▶ [Directive]:
Convert the material below into a JSON list of strings with one string per line, leaving out blank lines.

▶ [Data in this exercise]:
◆ ◆ ◆ ◆ ◆ ◆ ◆

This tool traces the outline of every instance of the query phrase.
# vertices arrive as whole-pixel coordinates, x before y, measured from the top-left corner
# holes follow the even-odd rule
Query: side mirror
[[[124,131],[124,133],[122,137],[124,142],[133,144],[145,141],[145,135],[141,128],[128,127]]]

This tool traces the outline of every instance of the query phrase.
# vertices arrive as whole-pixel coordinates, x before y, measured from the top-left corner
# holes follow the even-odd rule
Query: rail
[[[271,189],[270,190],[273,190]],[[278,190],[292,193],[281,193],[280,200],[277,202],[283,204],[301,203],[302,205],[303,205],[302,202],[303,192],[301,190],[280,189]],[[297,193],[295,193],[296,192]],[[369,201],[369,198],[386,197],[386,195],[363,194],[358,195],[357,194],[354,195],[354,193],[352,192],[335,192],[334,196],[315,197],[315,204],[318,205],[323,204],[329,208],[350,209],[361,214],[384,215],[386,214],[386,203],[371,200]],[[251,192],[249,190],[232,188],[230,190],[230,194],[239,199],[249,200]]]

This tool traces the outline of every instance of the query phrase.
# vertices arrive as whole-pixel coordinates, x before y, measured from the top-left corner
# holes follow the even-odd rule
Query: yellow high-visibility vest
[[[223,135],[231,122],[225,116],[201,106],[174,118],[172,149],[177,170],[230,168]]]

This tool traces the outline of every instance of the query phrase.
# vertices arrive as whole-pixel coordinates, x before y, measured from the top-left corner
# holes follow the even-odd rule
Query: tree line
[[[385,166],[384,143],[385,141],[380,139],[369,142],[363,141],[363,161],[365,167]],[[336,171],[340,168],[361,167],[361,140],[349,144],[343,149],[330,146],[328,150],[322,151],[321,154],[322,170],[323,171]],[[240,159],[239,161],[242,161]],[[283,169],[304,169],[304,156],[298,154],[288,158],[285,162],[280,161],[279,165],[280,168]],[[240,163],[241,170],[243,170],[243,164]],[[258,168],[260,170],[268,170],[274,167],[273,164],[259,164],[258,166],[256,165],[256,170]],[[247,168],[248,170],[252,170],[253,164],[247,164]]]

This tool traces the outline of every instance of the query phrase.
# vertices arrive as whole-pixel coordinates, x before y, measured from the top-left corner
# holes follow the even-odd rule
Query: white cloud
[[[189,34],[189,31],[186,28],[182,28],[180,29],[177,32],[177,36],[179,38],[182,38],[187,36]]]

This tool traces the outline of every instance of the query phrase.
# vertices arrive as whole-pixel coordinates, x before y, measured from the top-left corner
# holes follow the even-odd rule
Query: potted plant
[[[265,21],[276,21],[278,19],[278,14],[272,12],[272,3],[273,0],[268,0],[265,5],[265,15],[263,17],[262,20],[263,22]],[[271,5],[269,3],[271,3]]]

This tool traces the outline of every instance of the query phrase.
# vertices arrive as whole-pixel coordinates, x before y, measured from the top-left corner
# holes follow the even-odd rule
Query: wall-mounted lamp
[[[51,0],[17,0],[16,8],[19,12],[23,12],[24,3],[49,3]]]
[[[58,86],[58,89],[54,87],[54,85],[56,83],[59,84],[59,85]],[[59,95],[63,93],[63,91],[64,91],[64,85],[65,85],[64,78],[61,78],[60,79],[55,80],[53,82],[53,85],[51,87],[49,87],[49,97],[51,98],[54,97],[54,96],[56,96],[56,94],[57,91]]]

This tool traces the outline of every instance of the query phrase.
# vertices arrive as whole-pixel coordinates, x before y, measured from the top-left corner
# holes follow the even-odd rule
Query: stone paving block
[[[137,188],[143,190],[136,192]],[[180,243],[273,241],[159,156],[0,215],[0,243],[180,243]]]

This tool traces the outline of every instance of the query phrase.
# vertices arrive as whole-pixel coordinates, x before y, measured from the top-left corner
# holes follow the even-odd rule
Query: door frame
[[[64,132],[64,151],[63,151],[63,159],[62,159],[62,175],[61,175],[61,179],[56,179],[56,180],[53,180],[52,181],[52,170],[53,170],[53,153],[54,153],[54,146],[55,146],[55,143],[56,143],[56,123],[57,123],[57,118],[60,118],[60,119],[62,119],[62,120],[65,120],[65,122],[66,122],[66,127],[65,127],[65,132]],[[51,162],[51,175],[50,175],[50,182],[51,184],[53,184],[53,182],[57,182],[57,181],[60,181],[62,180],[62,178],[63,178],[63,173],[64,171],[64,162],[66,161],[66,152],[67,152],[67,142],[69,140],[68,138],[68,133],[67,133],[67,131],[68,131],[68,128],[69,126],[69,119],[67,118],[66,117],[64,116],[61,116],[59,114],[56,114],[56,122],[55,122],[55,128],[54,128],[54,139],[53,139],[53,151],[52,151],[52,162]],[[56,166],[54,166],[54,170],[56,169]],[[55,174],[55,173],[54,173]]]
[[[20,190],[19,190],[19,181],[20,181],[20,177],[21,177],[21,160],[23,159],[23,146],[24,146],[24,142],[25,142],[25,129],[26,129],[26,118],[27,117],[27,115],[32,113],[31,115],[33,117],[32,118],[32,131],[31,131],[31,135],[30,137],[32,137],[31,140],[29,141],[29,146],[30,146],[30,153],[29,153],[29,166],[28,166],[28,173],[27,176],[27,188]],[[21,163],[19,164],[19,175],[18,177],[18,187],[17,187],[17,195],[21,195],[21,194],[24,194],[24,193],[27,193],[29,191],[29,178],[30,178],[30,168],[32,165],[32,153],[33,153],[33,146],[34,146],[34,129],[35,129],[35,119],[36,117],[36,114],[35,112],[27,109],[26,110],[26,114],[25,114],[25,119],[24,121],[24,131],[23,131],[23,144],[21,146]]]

◆ ◆ ◆ ◆ ◆ ◆ ◆

▶ [Output for this task]:
[
  "This tool traces the outline of every instance of the query phrase.",
  "# vertices arrive as whole-pixel coordinates, x before y, measured from the top-left corner",
  "# holes follow the even-odd rule",
  "Query: side mirror",
  "[[[124,131],[124,133],[122,137],[124,142],[133,144],[145,141],[145,135],[141,128],[128,127]]]",
  "This tool traces the outline of every instance of the query phrase.",
  "# vertices arrive as whole-pixel coordinates, x before y, measured from the top-left corner",
  "# holes follow the even-odd rule",
  "Query: rail",
  "[[[271,189],[270,190],[273,190]],[[278,190],[292,193],[281,193],[280,200],[277,202],[283,204],[301,203],[302,205],[303,205],[302,202],[303,192],[301,190],[280,189]],[[297,193],[295,193],[296,192]],[[369,201],[369,198],[386,197],[386,195],[363,194],[358,195],[357,194],[354,195],[354,193],[352,192],[335,192],[334,196],[315,197],[315,204],[318,205],[323,204],[329,208],[350,209],[361,214],[384,215],[386,214],[386,203],[371,200]],[[251,192],[249,190],[232,188],[230,190],[230,194],[239,199],[249,200]]]",
  "This tool traces the outline of every instance of the query phrase.",
  "# vertices arrive as whole-pixel coordinates, x before y, measured from the top-left corner",
  "# holes follow the even-odd rule",
  "Query: yellow high-visibility vest",
  "[[[223,135],[231,122],[225,116],[201,106],[174,118],[172,149],[177,170],[230,168]]]",
  "This tool traces the outline of every instance of the query phrase.",
  "# vertices arrive as whole-pixel coordinates, x before y, measured from the top-left corner",
  "# holes follow the even-odd rule",
  "Query: tree line",
  "[[[385,166],[384,143],[385,141],[380,139],[369,142],[363,141],[363,161],[365,167]],[[336,171],[340,168],[361,167],[361,140],[349,144],[343,149],[330,146],[328,150],[322,151],[321,154],[322,170],[323,171]],[[240,159],[239,161],[242,161]],[[283,169],[304,169],[304,156],[298,154],[288,158],[285,162],[280,161],[279,165],[280,168]],[[240,163],[241,170],[243,170],[243,164]],[[258,168],[260,170],[268,170],[274,167],[273,164],[259,164],[258,166],[256,165],[256,170]],[[247,168],[248,170],[252,170],[253,164],[247,164]]]",
  "This tool traces the outline of every instance of the query phrase.",
  "# vertices arrive as whole-pixel coordinates, x before y, measured from the top-left corner",
  "# holes follow the even-odd rule",
  "Query: white cloud",
  "[[[189,34],[189,31],[186,28],[182,28],[180,29],[177,32],[177,36],[179,38],[182,38],[187,36]]]",
  "This tool traces the outline of every instance of the query phrase.",
  "# vertices arrive as whole-pixel coordinates, x before y, measured from the top-left corner",
  "# holes follow the even-odd rule",
  "Query: potted plant",
  "[[[265,21],[276,21],[278,19],[278,14],[272,12],[272,3],[273,0],[268,0],[265,5],[265,15],[263,17],[262,20],[263,22]],[[271,5],[269,3],[271,3]]]",
  "This tool traces the outline of every instance of the query phrase.",
  "# vertices arrive as whole-pixel coordinates, x before y, measured from the top-left corner",
  "# holes follow the even-odd rule",
  "Query: wall-mounted lamp",
  "[[[51,0],[17,0],[16,8],[19,12],[23,12],[24,3],[49,3]]]",
  "[[[58,86],[58,89],[54,87],[54,85],[56,83],[59,84],[59,85]],[[59,95],[63,93],[63,91],[64,91],[64,85],[65,85],[64,78],[61,78],[60,79],[55,80],[53,82],[53,85],[51,87],[49,87],[49,97],[51,98],[54,97],[54,96],[56,96],[56,94],[57,91]]]",
  "This tool traces the outline of every instance of the query phrase.",
  "# vertices arrive as whole-pixel coordinates, x before y, measured from the top-left corner",
  "# holes follow the even-odd rule",
  "Query: stone paving block",
  "[[[137,188],[143,190],[136,192]],[[180,243],[273,241],[159,156],[0,215],[0,243],[180,243]]]",
  "This tool traces the outline of every instance of the query phrase.",
  "# vertices arrive as whole-pixel coordinates, x before y, measured from the top-left corner",
  "# holes follow the even-odd rule",
  "Query: door frame",
  "[[[64,132],[64,151],[63,151],[63,159],[62,159],[62,175],[61,175],[61,179],[56,179],[56,180],[53,180],[52,181],[52,170],[53,170],[53,153],[54,153],[54,146],[55,146],[55,143],[56,143],[56,123],[57,123],[57,118],[60,118],[60,119],[62,119],[62,120],[65,120],[65,122],[66,122],[66,127],[65,127],[65,132]],[[51,162],[51,175],[50,175],[50,182],[51,184],[53,184],[53,182],[57,182],[57,181],[60,181],[62,180],[62,178],[63,178],[63,173],[64,171],[64,162],[66,161],[66,152],[67,152],[67,142],[69,140],[68,138],[68,133],[67,133],[67,131],[68,131],[68,128],[69,126],[69,119],[67,118],[66,117],[64,116],[61,116],[59,114],[56,114],[56,122],[55,122],[55,128],[54,128],[54,139],[53,139],[53,151],[52,151],[52,162]],[[56,166],[54,166],[54,170],[56,169]],[[55,174],[55,173],[54,173]]]",
  "[[[20,190],[19,190],[19,181],[20,181],[20,177],[21,177],[21,160],[23,159],[23,146],[24,146],[24,142],[25,142],[25,129],[26,129],[26,118],[27,117],[27,115],[32,113],[31,115],[33,117],[32,118],[32,131],[31,131],[31,135],[30,137],[32,137],[31,140],[29,141],[29,146],[30,146],[30,153],[29,153],[29,166],[28,166],[28,173],[27,176],[27,188]],[[21,163],[19,164],[19,175],[18,177],[18,187],[17,187],[17,195],[21,195],[21,194],[24,194],[24,193],[27,193],[29,191],[29,178],[30,178],[30,168],[32,165],[32,153],[33,153],[33,146],[34,146],[34,129],[35,129],[35,119],[36,117],[36,114],[35,112],[27,109],[26,110],[26,114],[25,114],[25,119],[24,121],[24,131],[23,131],[23,144],[21,146]]]"
]